PA: Uhm... yes and no. Sweelinck, for instance, lived at a time between the Renaissance times and the Baroque period, where fantasia meant a very precise form and composition. In a fantasia of the time, a piece would - so to speak - alternate between strong, disciplined polyphonic passages and passages of a very free and improvisatory style. But in Sweelinck's piece, there is something else. He integrates both dimensions. He starts with a purely polyphonic passage but the ornamentations will develop and become little by little virtuosic passages that are entirely in the Baroque spirit. And these ornaments would interfere and eventually envelop and almost mask the original polyphonic passage. So it is like a composition with a free form, a dialectic between two types of music that correspond to two eras. This is the perfect composition for somebody who was the bridge between the Renaissance times and the Baroque period. 

YH: When did you decide to play Sweelinck on the piano?

PA: Sweelinck is a great organ composer and a major voice of his era. So he was a part of my musical world. In fact, at the start, I never thought that I would play his pieces on the piano... though some colleagues did it. I initially thought it would be inappropriate to play Sweelinck's pieces on the piano considering issues of instrument and tuning. But it was only when I started looking for the right pieces for this fantasy programme that I thought that some Sweelinck pieces - the Fantasia Chromatica (SwWV 258) and Echo Fantasia No. 4 (SwWv 261) - could fit in well to the overall programme and it could bring an enriching perspective to the general idea. 

YH: Ah, I see. It is clear to me that you spend a huge part of your energy on programming your concerts. I could also discern subtle differences even in the same fantasy programme between those you give in Bilbao and London. For example, you play Elliott Carter's Night Fantasies only in London - conversely, you play Volkonsky's Musica Stricta, Fantasia Ricercata only in Bilbao.

If I may ask, it seems that the fantasy programme consists of pieces that have diverse styles within themselves. Is there a part of you that worries that the concert programme may feel, let's say, less united? There may be too many interruptions within a single evening. 

PA: On the contrary, I think because these pieces share a trait of not having a continuous discourse - fantasy is a genre of music where a piece constantly searches for its own direction - there is a sense of unity to the programme. It's interesting to see how CPE Bach, for example, conceives a fantasy in a very joking and bizarre way, but all done in a deeply personal way and with an incredible sense of freedom in terms of modulations. Mozart, in his Fantasia for Piano in C minor,  composes a kind of - as is so characteristic of Mozart - an intense, small, and dramatic opera. The idea of this programme is to observe the many facets of answering the same question by different people in different eras, to see how each composer deals with the lacking of continuity as a musical invention. 

YH: This sounds great. Thank you for going into such detail with regard to the programme.



III.

YH: I would now like to go to the next part of the interview, where I'd like to ask some questions about your performance of contemporary classical music. 

It must be an exciting venture to explore unchartered and unrecorded territories within classical music. After all, you are so well known for performing and representing contemporary classical music. As a general question, I am curious about how you select your contemporary pieces to perform.

Exercise A:
Print the passage of the interview excerpt starting at "YH: This sounds" up to and including "of contemporary classical music.".
Exercise B:
In the interview excerpt, in which city is Elliott Carter's Night Fantasies played as part of the fantasy programme?
Exercise C:
List every composer named in the interview excerpt.

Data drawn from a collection
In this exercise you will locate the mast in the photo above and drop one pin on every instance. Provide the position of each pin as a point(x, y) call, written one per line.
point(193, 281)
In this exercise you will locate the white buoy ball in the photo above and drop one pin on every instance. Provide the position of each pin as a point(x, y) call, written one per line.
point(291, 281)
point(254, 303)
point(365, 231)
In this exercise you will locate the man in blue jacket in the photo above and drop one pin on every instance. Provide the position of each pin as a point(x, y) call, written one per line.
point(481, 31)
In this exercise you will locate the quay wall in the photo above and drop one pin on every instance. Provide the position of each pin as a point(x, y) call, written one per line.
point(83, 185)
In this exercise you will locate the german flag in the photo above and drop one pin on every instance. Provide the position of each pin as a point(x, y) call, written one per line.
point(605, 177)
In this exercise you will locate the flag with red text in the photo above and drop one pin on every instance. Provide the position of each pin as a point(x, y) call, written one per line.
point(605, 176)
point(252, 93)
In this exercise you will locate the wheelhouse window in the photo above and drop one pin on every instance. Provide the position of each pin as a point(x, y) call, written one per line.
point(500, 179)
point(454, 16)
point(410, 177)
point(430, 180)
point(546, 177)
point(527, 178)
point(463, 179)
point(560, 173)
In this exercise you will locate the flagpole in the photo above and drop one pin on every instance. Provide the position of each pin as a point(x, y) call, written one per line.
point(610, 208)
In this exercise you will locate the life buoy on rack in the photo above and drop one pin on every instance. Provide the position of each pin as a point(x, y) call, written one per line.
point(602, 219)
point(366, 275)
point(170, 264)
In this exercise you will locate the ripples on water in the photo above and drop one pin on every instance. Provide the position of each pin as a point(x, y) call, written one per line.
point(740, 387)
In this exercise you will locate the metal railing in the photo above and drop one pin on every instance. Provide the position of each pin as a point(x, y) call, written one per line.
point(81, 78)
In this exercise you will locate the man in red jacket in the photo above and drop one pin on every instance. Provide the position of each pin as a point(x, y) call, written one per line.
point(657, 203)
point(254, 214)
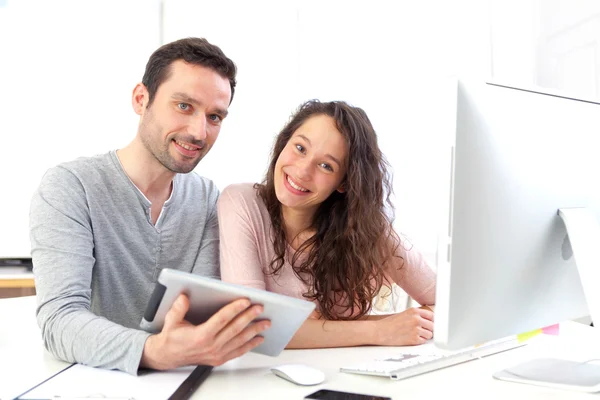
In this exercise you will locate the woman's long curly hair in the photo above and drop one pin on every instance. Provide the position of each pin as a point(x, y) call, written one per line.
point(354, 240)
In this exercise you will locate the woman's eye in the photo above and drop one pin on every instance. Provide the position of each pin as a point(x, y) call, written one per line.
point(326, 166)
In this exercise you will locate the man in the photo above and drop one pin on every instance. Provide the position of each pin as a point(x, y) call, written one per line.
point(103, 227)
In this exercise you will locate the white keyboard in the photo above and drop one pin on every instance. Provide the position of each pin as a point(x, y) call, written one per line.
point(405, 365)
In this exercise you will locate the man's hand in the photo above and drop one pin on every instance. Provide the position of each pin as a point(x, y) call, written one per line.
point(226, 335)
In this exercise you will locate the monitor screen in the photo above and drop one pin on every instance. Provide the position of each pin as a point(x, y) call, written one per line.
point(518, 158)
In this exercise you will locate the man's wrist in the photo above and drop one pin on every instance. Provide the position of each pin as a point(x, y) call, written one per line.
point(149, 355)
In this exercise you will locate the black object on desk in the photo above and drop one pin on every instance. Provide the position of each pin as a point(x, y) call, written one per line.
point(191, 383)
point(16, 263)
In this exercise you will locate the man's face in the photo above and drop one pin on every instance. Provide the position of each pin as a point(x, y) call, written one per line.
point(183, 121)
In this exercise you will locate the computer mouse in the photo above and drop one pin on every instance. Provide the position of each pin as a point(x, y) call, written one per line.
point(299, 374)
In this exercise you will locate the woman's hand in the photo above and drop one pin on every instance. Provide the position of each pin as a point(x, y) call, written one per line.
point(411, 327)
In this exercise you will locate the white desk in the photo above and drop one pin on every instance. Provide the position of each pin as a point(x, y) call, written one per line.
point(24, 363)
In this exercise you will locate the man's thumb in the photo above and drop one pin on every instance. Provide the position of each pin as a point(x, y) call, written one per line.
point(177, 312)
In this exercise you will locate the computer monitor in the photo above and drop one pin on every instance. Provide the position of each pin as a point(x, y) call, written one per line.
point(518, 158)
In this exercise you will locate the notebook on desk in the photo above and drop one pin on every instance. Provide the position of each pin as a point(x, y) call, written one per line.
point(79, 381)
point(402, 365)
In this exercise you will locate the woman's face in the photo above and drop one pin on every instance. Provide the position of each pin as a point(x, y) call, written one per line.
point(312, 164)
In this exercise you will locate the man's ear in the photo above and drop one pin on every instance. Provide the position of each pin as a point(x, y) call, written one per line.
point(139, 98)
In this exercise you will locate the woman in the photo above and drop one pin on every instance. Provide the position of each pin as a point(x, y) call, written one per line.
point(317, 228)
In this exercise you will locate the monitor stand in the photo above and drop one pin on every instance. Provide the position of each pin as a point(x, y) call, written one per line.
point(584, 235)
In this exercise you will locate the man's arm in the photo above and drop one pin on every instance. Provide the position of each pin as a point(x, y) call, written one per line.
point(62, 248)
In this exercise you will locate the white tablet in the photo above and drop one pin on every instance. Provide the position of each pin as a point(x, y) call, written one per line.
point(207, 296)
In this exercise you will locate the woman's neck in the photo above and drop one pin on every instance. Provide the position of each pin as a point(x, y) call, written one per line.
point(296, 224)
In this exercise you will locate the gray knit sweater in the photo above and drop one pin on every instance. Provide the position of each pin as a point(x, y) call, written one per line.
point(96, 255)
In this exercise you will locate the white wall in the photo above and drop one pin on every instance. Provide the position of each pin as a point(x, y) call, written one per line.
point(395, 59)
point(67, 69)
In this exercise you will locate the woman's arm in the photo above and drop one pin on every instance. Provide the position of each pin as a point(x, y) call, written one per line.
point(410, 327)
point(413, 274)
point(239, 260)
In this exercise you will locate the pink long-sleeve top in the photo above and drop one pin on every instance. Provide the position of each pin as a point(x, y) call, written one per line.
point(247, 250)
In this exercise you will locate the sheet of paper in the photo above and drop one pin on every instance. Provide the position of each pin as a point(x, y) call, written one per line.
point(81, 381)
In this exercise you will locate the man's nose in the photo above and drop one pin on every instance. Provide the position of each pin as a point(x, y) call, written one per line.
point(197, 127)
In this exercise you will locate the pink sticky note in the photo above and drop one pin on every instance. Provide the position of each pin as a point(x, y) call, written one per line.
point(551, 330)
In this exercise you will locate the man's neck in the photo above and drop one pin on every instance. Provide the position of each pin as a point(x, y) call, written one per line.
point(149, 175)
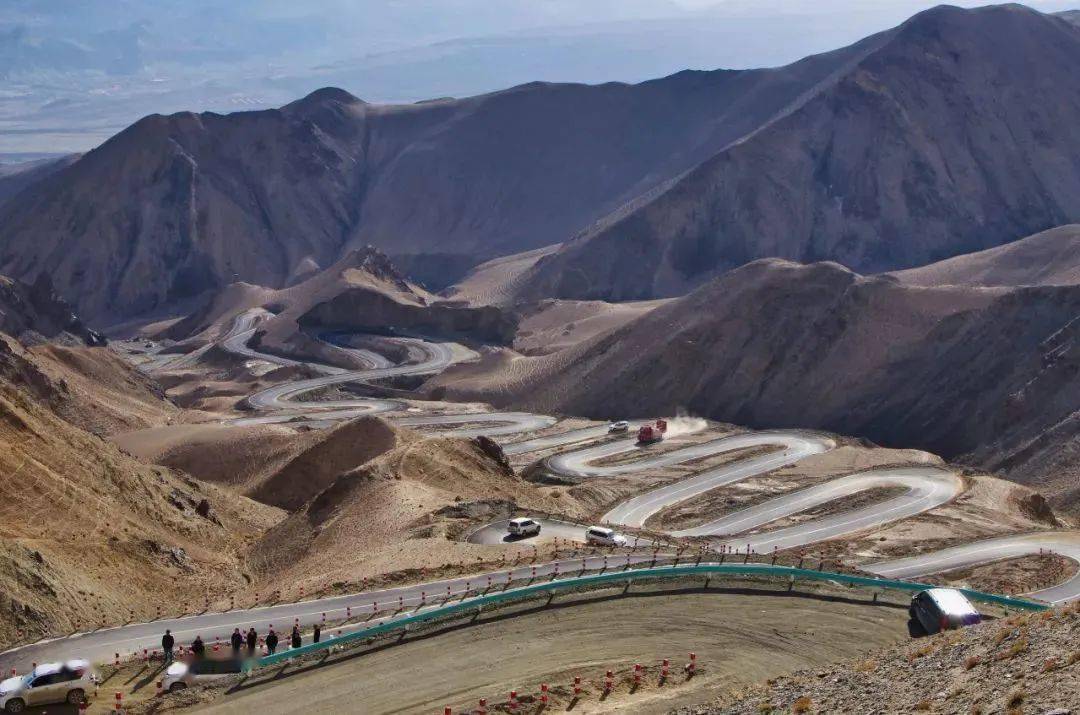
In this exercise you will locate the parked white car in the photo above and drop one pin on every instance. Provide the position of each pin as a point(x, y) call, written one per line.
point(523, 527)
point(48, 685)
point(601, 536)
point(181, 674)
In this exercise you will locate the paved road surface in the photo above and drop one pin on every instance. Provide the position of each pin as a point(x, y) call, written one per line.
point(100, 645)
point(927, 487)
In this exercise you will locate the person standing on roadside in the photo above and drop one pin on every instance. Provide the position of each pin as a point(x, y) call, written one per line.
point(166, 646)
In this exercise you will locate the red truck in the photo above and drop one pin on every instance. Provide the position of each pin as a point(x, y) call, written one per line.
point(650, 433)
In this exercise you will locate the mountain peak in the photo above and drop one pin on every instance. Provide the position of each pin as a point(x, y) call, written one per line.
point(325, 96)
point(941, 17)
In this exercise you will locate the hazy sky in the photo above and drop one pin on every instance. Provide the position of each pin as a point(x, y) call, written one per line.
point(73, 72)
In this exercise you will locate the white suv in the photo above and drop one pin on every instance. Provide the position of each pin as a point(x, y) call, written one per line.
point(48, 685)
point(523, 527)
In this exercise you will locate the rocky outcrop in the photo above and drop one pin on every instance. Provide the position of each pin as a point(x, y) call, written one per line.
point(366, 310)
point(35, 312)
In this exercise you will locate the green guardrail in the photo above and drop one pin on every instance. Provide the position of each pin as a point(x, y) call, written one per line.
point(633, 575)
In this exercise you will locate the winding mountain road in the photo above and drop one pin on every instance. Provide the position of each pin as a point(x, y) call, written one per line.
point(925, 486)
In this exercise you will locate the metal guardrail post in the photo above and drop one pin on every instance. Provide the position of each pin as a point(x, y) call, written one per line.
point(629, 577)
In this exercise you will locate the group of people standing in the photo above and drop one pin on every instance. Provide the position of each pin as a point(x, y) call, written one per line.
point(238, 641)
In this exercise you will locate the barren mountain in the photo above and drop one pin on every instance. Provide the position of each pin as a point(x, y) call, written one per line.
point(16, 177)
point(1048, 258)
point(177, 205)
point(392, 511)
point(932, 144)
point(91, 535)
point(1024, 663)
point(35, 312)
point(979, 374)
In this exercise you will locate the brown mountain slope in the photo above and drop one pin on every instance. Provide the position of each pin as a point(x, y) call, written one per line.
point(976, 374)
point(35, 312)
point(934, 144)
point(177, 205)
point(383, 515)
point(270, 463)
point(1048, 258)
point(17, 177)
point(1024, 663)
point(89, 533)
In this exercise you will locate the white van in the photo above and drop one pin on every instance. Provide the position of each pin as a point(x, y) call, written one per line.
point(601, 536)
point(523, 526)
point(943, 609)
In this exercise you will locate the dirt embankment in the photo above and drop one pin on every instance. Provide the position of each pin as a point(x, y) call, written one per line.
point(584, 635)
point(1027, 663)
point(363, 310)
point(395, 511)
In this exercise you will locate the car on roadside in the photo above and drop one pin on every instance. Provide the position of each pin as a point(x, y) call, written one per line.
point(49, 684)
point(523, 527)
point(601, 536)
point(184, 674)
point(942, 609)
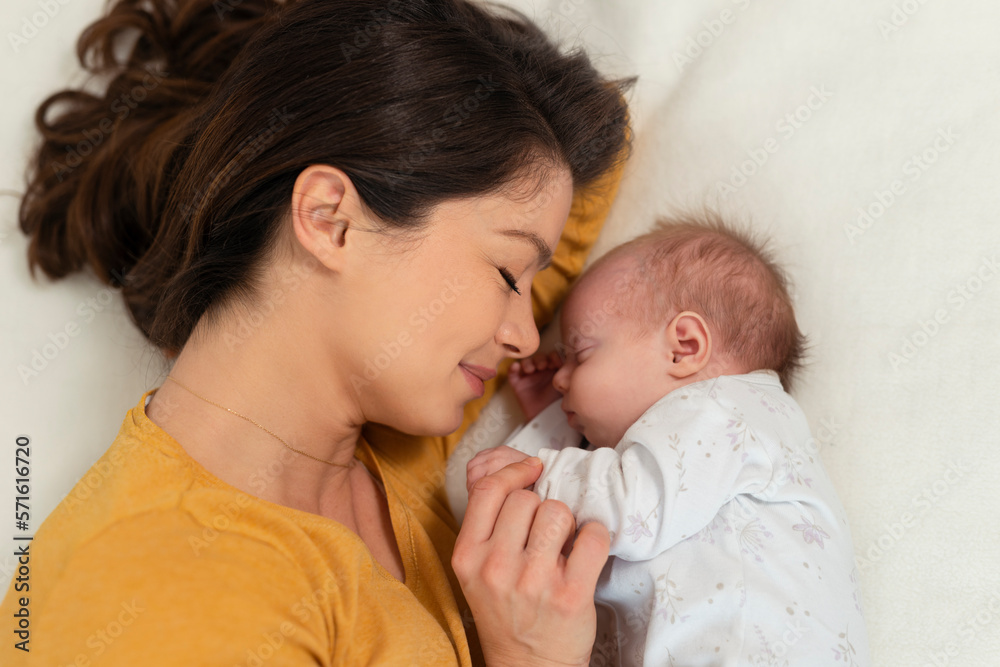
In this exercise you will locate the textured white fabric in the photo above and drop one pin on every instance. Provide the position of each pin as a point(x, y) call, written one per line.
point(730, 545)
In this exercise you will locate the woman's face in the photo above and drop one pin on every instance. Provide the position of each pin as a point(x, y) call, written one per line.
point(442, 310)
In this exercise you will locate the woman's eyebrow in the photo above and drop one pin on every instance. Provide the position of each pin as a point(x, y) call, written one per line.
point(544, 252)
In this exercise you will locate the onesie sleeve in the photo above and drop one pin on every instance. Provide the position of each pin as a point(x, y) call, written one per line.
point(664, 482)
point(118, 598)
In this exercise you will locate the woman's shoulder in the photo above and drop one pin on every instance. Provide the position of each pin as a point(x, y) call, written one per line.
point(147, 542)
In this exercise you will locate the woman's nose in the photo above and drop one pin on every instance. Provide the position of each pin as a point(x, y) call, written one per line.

Full response A:
YH: This sounds great. Thank you for going into such detail with regard to the programme.



III.

YH: I would now like to go to the next part of the interview, where I'd like to ask some questions about your performance of contemporary classical music.

Full response B:
London

Full response C:
Sweelinck
Elliott Carter
Volkonsky
CPE Bach
Mozart